__EXERCISE TASK__. How many lines in the records below contain the string "long"? Reply with the number alone.

__MATERIAL PROVIDED__.
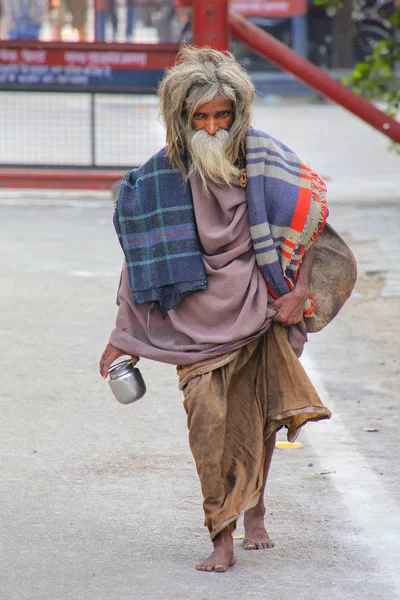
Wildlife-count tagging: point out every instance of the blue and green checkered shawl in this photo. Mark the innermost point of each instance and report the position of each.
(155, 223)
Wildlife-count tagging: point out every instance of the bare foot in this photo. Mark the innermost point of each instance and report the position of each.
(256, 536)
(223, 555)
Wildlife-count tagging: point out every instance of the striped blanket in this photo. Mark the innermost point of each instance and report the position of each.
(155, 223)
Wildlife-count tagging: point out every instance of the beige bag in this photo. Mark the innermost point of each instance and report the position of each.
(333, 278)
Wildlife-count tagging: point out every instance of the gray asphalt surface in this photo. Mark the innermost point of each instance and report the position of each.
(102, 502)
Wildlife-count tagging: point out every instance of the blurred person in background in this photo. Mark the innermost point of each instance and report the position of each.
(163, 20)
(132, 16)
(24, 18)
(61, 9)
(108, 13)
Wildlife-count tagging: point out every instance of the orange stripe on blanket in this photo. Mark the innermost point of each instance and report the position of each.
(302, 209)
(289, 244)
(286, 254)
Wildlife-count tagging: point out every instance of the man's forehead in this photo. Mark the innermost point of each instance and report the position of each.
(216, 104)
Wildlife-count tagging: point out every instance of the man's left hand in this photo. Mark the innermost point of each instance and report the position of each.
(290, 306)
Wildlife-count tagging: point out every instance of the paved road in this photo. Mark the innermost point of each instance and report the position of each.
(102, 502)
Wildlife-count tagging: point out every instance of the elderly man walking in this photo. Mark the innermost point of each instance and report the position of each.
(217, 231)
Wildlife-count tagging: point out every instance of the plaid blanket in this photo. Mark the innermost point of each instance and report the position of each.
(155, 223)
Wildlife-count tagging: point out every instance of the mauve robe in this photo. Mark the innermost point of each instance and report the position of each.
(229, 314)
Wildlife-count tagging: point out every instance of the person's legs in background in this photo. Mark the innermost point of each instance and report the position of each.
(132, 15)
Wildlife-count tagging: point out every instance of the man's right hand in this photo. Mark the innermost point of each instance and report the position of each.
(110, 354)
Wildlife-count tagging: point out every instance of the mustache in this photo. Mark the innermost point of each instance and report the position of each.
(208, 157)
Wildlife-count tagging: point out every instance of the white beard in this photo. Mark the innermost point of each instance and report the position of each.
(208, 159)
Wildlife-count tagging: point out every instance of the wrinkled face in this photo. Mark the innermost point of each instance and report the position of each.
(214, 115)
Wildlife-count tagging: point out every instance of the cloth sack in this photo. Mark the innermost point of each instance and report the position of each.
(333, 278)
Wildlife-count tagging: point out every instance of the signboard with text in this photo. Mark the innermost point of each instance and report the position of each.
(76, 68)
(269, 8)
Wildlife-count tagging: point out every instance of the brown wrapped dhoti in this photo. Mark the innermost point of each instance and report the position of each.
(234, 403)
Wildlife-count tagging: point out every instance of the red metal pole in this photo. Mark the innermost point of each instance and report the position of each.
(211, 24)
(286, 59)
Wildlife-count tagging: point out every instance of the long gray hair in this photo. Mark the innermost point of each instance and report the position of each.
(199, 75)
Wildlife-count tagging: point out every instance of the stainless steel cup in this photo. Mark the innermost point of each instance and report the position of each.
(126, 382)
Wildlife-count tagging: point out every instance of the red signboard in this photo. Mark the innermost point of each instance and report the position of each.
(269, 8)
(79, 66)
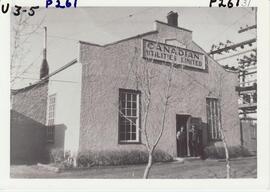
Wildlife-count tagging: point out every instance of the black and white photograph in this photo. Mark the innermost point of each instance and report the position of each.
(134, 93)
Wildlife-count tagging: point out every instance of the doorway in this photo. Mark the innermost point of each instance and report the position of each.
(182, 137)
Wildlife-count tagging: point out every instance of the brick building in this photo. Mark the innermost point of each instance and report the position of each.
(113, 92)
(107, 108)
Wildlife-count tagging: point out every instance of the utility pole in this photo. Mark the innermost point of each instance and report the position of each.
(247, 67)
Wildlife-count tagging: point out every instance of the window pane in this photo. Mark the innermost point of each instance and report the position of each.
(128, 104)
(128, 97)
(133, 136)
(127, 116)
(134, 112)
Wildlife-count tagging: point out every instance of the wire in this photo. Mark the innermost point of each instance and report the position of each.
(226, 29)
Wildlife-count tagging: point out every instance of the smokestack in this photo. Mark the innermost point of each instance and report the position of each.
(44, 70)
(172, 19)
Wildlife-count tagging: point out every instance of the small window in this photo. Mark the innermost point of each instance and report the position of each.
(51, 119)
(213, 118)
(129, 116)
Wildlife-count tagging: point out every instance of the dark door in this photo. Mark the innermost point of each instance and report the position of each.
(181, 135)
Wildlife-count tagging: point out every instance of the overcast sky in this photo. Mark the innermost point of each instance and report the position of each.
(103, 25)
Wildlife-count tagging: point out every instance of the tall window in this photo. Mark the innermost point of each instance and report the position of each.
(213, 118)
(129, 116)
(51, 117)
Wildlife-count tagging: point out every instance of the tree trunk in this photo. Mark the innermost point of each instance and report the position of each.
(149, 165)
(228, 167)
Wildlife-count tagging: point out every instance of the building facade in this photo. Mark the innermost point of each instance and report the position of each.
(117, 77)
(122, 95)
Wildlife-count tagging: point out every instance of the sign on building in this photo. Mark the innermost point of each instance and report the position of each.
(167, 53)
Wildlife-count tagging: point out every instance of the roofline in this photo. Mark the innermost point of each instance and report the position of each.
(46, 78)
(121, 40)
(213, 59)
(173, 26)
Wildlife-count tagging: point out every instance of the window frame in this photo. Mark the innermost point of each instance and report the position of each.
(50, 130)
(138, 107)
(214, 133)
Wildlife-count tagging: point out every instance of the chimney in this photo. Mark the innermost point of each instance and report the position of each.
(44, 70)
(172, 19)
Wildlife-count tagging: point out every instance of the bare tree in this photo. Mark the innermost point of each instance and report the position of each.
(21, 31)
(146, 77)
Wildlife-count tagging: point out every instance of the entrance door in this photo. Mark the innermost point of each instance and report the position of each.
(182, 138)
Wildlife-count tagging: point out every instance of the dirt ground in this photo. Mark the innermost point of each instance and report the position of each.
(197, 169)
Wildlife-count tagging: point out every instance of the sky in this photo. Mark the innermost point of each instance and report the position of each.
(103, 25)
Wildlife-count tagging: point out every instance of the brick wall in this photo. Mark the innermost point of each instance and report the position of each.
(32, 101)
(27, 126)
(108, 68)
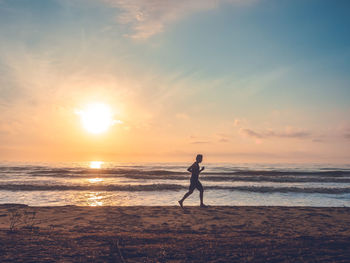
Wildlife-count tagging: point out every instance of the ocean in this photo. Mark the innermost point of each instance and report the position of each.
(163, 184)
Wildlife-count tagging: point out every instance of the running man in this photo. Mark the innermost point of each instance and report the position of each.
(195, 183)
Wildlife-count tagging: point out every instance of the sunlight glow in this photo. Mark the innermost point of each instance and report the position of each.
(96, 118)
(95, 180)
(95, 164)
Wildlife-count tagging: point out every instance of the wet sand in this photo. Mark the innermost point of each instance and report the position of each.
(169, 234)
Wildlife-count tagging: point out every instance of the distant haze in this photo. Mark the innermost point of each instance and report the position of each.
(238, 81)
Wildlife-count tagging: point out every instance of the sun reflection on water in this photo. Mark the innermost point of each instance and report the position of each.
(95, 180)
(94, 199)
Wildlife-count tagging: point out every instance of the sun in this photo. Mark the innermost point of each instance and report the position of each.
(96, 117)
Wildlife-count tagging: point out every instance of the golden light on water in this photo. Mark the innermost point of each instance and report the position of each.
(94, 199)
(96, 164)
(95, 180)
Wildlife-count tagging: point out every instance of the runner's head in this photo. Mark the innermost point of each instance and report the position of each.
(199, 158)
* * *
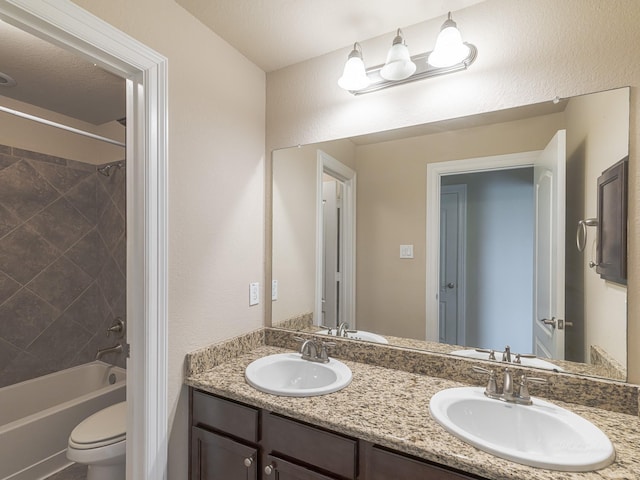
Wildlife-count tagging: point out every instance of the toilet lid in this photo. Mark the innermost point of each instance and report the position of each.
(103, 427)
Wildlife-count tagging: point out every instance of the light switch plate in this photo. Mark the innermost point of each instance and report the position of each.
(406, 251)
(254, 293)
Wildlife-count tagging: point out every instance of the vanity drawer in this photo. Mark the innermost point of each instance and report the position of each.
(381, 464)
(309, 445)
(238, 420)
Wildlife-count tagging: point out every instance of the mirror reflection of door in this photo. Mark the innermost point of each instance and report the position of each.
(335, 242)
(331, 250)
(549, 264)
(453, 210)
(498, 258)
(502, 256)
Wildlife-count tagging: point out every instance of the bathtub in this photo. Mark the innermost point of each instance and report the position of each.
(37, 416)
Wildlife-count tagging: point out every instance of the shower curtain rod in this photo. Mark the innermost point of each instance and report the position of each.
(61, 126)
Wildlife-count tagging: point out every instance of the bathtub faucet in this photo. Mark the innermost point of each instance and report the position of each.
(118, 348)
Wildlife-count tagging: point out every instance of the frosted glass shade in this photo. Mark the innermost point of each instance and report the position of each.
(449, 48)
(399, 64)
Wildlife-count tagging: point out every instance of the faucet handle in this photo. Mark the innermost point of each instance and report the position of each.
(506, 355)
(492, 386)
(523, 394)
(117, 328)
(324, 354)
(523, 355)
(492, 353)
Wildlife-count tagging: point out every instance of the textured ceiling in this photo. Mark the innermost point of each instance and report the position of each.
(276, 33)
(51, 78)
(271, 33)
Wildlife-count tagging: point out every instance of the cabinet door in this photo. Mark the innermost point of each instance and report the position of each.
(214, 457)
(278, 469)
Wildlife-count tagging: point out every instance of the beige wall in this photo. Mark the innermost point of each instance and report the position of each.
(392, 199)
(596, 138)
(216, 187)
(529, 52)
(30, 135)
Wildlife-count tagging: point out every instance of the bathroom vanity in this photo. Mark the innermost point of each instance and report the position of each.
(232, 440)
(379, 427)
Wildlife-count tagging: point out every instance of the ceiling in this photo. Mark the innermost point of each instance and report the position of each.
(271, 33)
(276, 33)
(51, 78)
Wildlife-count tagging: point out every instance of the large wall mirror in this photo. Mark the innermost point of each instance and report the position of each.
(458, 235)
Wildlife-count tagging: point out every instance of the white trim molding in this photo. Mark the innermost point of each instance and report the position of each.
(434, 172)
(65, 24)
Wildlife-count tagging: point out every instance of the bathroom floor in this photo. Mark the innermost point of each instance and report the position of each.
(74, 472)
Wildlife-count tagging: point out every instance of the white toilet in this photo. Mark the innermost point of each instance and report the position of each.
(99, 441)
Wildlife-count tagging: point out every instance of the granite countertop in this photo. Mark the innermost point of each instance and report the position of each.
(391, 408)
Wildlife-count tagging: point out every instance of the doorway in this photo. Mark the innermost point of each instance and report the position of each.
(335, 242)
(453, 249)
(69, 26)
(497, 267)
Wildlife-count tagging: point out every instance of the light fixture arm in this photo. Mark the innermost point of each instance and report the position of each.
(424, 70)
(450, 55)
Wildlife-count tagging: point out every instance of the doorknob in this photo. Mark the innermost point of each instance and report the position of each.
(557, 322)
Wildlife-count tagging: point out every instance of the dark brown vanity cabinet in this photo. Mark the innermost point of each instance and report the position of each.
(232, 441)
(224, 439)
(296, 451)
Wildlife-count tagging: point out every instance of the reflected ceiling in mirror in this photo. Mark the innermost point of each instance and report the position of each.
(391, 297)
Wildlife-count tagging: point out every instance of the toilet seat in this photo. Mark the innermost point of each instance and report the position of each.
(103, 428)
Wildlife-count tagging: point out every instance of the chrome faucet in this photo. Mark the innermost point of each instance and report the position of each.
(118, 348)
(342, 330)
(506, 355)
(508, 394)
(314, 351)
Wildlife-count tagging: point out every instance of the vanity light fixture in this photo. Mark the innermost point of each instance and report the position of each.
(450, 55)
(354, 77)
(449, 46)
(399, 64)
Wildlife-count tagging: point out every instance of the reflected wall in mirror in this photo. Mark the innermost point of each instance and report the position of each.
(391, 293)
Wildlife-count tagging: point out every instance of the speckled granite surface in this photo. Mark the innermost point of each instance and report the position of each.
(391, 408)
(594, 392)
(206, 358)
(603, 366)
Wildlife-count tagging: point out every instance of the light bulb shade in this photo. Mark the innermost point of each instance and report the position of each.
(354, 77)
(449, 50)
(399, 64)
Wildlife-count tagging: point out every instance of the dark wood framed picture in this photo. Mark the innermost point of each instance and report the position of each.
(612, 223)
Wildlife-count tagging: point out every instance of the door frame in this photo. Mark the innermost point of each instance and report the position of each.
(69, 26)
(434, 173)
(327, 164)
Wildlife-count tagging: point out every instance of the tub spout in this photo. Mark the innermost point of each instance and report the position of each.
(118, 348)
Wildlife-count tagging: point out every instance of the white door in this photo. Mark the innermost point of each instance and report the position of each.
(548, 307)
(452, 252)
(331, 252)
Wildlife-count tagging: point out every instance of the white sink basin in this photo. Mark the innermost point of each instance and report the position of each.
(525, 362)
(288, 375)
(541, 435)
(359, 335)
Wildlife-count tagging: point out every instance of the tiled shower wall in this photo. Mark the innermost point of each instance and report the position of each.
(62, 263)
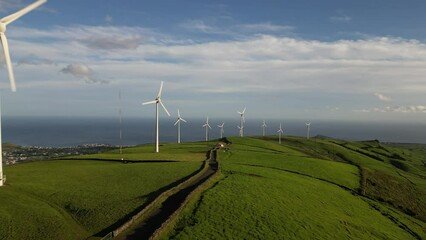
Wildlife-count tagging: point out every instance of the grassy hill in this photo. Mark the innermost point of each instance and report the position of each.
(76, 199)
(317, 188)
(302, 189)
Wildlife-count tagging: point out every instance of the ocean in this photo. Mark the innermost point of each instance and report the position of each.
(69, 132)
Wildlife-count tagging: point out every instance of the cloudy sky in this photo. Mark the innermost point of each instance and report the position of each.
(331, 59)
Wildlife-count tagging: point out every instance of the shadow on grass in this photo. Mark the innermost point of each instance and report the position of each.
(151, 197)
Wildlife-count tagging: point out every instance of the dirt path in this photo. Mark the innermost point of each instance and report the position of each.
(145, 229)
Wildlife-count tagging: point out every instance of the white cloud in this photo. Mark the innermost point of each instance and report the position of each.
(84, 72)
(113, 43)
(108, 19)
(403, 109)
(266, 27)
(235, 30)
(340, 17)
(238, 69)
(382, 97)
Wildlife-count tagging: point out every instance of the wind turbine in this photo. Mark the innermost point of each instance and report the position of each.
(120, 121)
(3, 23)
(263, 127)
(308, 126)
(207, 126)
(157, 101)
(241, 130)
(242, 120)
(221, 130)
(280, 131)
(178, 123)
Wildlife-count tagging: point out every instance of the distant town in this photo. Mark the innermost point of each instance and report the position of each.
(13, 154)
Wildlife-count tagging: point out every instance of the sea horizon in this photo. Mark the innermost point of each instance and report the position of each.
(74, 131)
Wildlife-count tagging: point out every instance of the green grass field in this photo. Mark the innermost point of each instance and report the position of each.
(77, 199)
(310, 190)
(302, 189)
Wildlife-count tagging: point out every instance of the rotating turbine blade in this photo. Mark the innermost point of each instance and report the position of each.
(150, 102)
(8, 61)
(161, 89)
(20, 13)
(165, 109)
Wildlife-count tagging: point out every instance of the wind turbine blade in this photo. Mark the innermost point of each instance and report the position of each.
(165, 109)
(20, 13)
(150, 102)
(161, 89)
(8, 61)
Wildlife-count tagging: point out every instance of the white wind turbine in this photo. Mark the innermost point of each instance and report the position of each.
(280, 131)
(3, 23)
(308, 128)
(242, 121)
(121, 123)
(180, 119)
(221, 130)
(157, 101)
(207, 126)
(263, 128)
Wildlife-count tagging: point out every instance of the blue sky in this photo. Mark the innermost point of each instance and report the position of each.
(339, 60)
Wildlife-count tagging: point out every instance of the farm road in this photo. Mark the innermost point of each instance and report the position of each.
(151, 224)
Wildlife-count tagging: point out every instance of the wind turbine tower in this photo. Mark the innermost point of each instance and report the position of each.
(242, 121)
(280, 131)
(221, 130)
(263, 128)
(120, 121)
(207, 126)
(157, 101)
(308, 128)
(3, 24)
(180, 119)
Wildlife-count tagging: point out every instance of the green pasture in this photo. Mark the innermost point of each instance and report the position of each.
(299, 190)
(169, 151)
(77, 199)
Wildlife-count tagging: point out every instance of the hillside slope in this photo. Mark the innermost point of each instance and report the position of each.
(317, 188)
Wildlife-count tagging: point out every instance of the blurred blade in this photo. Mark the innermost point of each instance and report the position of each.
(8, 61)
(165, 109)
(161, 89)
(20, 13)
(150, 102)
---
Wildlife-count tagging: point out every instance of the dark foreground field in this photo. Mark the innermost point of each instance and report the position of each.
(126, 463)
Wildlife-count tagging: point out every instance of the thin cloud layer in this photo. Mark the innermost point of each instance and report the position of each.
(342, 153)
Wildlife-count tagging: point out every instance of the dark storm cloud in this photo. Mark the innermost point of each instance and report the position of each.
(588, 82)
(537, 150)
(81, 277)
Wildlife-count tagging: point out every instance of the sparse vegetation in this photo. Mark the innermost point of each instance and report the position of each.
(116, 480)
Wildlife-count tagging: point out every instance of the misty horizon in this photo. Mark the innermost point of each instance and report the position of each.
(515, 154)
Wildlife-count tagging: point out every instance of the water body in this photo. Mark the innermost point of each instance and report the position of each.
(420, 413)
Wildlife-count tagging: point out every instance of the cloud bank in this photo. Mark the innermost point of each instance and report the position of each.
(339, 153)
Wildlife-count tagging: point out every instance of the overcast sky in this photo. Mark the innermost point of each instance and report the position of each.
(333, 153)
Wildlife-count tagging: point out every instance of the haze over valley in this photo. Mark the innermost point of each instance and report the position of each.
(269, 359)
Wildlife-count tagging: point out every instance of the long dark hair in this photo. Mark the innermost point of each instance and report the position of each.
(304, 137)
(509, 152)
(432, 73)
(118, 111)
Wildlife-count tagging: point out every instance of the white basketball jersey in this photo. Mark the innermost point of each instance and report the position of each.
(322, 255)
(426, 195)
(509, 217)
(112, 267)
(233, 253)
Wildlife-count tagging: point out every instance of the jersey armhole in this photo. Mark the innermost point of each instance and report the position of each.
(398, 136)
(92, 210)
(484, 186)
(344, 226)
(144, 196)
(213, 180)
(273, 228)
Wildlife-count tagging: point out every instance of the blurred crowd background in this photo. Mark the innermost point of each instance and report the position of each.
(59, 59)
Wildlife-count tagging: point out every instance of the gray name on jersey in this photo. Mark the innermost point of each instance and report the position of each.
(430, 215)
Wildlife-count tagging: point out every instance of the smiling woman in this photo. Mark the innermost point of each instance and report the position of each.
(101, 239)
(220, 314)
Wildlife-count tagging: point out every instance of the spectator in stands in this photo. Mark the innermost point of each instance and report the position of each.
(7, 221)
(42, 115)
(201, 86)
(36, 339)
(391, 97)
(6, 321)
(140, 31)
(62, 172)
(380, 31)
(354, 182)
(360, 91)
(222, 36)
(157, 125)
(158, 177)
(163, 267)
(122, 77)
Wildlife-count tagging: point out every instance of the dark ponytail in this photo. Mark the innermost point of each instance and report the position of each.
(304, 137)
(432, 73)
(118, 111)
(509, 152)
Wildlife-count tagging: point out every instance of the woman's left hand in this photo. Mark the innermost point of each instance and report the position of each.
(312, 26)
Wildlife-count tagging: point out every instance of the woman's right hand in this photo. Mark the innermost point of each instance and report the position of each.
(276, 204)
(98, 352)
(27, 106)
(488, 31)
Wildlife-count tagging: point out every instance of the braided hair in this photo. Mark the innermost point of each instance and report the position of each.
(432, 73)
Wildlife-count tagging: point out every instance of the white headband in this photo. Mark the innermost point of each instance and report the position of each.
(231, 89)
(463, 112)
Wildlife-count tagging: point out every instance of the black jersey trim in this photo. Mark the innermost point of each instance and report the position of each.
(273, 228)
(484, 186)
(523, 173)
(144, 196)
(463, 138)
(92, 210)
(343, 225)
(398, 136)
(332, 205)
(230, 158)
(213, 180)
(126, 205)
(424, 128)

__FINAL RESULT__. 2